(Stored data)

━━━━━━

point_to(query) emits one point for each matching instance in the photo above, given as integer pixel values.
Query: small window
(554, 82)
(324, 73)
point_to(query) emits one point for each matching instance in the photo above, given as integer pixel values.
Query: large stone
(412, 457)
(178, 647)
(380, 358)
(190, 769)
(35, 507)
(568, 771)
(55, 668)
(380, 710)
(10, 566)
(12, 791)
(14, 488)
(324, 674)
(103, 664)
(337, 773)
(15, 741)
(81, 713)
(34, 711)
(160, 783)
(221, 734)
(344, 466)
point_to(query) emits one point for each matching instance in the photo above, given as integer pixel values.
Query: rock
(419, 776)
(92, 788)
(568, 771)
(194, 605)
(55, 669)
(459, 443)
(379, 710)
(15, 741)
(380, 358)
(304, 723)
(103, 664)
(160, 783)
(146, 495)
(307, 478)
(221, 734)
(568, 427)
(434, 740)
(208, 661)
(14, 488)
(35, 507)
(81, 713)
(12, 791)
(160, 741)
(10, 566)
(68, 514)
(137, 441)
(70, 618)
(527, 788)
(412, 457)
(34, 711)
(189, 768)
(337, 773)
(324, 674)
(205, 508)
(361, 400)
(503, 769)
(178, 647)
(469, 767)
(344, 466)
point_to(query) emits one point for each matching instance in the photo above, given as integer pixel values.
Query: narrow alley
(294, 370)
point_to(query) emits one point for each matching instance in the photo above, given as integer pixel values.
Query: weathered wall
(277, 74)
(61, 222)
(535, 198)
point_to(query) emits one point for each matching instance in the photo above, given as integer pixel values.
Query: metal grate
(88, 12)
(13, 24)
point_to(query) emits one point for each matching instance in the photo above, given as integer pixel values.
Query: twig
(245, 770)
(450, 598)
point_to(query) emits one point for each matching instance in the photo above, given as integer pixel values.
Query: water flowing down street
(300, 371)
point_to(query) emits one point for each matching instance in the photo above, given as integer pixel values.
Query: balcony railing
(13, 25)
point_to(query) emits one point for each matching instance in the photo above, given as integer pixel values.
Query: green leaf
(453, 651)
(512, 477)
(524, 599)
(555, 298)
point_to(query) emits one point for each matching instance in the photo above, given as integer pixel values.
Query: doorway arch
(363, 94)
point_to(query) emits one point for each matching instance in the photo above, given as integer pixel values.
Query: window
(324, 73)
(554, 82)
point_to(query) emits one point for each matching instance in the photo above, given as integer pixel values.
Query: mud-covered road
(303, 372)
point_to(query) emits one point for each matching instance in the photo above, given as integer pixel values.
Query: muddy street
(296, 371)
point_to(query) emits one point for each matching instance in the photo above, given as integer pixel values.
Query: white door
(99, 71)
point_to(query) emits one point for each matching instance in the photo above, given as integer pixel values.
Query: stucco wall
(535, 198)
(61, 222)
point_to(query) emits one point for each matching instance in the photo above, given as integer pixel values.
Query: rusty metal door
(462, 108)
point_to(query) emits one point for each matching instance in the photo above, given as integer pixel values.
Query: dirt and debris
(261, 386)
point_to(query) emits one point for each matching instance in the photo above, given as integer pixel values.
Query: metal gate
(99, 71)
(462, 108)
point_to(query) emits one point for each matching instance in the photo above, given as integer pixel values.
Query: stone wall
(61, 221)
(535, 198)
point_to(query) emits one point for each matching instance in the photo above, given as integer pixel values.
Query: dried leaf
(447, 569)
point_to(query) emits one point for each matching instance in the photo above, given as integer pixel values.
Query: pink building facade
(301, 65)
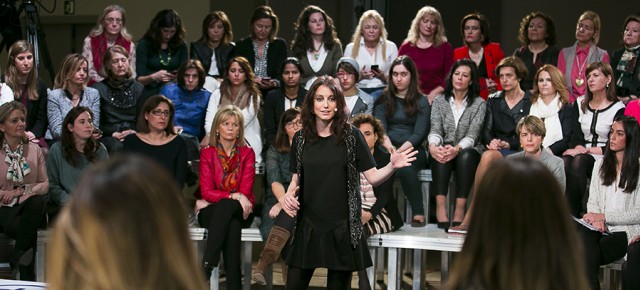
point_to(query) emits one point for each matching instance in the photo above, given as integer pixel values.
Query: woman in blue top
(405, 113)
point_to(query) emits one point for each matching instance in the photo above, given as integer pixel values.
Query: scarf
(353, 183)
(18, 166)
(230, 168)
(99, 45)
(548, 114)
(120, 93)
(626, 65)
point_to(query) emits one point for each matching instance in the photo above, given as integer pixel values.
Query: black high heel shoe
(207, 269)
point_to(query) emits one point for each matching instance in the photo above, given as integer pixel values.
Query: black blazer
(200, 51)
(384, 192)
(276, 54)
(274, 108)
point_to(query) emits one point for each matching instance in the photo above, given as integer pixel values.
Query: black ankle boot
(207, 268)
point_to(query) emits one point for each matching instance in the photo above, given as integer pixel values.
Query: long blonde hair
(11, 72)
(414, 31)
(357, 34)
(124, 228)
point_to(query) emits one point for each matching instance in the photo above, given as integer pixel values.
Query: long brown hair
(339, 124)
(11, 72)
(124, 228)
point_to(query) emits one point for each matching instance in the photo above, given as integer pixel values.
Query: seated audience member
(479, 48)
(594, 114)
(277, 224)
(373, 51)
(226, 192)
(125, 228)
(625, 62)
(613, 208)
(23, 190)
(239, 89)
(457, 117)
(316, 44)
(25, 86)
(379, 208)
(160, 51)
(110, 30)
(537, 35)
(290, 95)
(573, 60)
(214, 48)
(358, 102)
(405, 116)
(504, 248)
(550, 103)
(190, 101)
(68, 159)
(70, 90)
(264, 50)
(157, 139)
(429, 49)
(119, 96)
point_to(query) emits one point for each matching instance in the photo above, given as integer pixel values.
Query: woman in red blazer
(486, 54)
(226, 187)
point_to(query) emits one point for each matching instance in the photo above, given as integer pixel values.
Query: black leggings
(465, 165)
(577, 169)
(223, 221)
(298, 279)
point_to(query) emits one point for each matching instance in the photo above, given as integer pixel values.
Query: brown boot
(275, 242)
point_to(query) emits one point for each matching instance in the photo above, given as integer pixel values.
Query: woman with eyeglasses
(110, 30)
(157, 139)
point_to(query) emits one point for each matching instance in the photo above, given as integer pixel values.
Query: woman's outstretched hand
(400, 159)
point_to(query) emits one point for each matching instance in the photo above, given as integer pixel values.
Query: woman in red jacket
(226, 186)
(478, 47)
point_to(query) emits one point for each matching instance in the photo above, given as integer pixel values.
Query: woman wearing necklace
(160, 51)
(573, 60)
(614, 206)
(239, 89)
(214, 48)
(479, 48)
(595, 113)
(70, 90)
(427, 46)
(263, 49)
(626, 63)
(316, 44)
(156, 138)
(537, 35)
(23, 190)
(290, 95)
(28, 89)
(110, 30)
(119, 94)
(370, 48)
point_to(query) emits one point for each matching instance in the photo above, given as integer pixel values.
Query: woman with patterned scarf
(23, 190)
(326, 158)
(626, 67)
(110, 30)
(119, 96)
(226, 192)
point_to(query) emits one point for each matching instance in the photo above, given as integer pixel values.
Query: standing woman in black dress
(326, 158)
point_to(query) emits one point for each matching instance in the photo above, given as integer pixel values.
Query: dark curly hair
(163, 19)
(523, 35)
(302, 41)
(67, 140)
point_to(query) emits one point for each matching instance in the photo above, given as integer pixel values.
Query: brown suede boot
(275, 242)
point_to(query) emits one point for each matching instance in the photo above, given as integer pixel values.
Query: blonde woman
(125, 228)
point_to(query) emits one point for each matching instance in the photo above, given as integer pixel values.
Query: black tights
(577, 169)
(298, 279)
(465, 165)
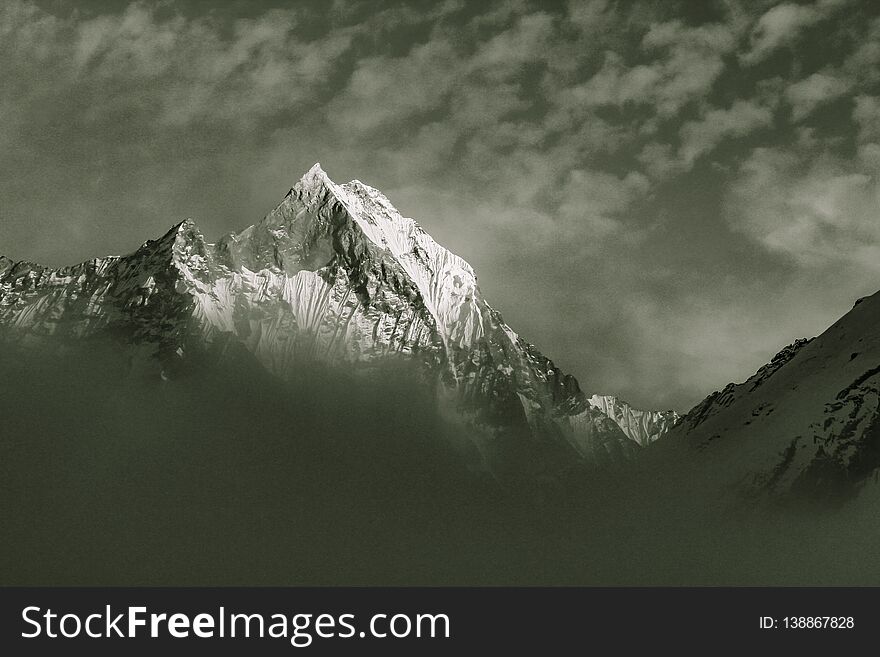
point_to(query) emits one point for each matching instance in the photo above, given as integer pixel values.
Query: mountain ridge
(334, 273)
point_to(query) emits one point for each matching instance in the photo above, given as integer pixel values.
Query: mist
(224, 475)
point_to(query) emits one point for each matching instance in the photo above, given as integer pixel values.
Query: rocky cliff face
(334, 275)
(807, 423)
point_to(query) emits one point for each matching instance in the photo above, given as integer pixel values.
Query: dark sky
(659, 195)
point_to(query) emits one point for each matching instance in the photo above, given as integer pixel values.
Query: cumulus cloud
(782, 26)
(701, 136)
(819, 211)
(552, 144)
(806, 95)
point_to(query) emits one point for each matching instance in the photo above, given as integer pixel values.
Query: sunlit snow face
(461, 284)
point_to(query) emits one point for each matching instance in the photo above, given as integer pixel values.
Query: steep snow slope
(644, 427)
(808, 422)
(334, 275)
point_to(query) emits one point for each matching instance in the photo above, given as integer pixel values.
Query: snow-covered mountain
(334, 275)
(807, 423)
(644, 427)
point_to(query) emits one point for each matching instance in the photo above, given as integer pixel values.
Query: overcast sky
(659, 195)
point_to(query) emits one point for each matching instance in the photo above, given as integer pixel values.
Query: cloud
(701, 136)
(820, 211)
(806, 95)
(687, 62)
(782, 26)
(866, 114)
(595, 201)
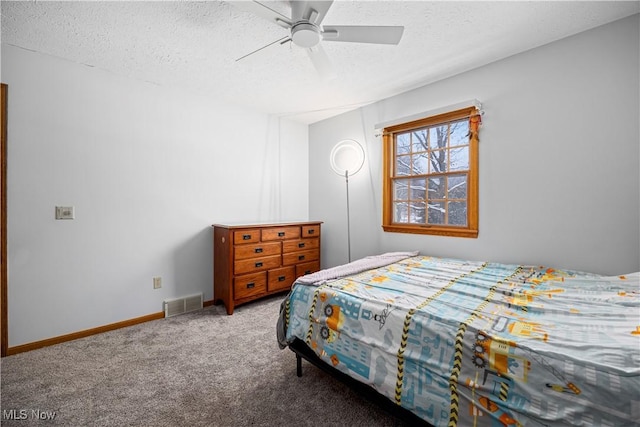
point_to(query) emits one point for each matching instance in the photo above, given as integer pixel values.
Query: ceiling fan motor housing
(305, 34)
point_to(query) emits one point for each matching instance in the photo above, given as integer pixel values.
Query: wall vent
(175, 306)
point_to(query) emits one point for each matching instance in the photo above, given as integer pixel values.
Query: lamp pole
(346, 180)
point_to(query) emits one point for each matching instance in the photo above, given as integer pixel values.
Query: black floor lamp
(347, 158)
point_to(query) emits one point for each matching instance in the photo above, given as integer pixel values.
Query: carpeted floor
(199, 369)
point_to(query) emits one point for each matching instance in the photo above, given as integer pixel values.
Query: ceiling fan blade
(362, 34)
(263, 11)
(312, 11)
(321, 62)
(281, 41)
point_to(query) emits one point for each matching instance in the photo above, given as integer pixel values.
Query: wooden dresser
(256, 260)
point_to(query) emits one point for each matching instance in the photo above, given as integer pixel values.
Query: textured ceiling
(194, 45)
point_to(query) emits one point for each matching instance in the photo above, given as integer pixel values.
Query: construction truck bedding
(479, 344)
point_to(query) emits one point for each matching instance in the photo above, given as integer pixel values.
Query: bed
(463, 343)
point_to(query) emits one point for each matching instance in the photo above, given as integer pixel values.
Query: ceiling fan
(307, 31)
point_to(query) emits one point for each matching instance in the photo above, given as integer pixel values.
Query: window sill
(431, 230)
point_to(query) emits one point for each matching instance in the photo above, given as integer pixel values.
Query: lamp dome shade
(347, 157)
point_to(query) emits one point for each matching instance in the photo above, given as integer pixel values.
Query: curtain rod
(453, 107)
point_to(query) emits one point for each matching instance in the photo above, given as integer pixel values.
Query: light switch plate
(65, 212)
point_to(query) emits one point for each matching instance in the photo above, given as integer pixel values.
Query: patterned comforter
(480, 344)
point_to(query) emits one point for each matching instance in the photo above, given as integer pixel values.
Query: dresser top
(266, 224)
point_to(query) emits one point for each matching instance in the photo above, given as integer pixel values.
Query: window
(431, 175)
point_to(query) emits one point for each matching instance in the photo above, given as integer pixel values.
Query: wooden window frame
(389, 157)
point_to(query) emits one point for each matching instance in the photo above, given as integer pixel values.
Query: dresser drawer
(256, 264)
(300, 245)
(307, 268)
(246, 236)
(301, 256)
(249, 285)
(280, 278)
(257, 250)
(310, 230)
(280, 233)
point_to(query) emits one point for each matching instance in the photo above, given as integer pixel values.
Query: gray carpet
(199, 369)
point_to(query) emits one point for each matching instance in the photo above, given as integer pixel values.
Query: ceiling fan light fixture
(305, 34)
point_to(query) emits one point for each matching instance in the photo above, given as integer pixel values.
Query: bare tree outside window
(430, 168)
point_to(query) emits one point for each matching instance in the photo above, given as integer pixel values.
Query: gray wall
(559, 159)
(148, 169)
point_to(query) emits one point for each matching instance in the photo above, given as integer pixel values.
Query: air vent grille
(175, 306)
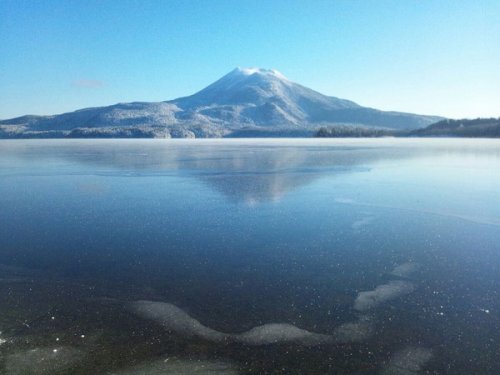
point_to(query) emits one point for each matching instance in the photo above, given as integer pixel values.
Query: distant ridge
(244, 102)
(476, 128)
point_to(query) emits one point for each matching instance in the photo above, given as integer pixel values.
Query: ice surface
(382, 293)
(408, 361)
(175, 366)
(41, 361)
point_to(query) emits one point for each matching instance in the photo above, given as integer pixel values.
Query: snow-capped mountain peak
(248, 100)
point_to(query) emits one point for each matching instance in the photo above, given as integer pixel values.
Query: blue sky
(430, 57)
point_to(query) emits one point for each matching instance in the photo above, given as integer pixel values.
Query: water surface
(402, 235)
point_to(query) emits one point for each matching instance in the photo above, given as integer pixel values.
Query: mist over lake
(229, 256)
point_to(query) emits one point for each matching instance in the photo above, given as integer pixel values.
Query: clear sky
(429, 57)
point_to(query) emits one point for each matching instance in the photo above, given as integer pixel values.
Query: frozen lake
(250, 256)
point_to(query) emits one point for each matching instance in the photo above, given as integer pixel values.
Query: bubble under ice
(369, 299)
(175, 319)
(408, 361)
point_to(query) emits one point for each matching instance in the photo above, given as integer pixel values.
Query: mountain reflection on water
(248, 171)
(250, 256)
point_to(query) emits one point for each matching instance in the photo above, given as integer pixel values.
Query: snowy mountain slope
(249, 99)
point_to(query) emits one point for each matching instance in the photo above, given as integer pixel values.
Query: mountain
(245, 102)
(477, 128)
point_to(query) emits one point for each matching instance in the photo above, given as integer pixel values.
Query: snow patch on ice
(408, 361)
(393, 289)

━━━━━━

Collect every line of the records above that contains the string "covered". Treat uppercase and lowercase as different.

» **Task response**
Query: mud-covered road
Query: snow-covered mountain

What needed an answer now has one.